Exercise - Count how many lines of the data below contain the string "planks"; the reply should be that number alone.

Extracted records:
▶
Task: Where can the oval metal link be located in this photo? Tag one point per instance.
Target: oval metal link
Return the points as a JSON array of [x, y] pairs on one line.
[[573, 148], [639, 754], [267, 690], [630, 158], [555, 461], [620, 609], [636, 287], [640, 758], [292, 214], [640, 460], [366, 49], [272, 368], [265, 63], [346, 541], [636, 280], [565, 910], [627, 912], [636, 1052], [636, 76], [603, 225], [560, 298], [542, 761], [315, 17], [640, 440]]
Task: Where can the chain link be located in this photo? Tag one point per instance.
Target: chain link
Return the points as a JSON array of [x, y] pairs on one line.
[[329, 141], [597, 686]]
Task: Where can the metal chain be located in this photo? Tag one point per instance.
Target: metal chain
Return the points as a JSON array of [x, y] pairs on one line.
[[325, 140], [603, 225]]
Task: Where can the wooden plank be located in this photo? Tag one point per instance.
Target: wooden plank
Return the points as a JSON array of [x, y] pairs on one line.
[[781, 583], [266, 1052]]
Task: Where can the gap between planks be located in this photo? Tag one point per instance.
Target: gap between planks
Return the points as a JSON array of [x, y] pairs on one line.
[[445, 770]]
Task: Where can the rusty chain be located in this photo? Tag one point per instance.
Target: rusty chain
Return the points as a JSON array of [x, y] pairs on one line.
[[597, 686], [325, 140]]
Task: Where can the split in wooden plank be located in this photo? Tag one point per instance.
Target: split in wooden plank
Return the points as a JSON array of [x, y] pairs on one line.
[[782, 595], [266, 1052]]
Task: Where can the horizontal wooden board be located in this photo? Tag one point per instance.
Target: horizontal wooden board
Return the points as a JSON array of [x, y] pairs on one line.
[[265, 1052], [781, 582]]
◀
Written reply - 2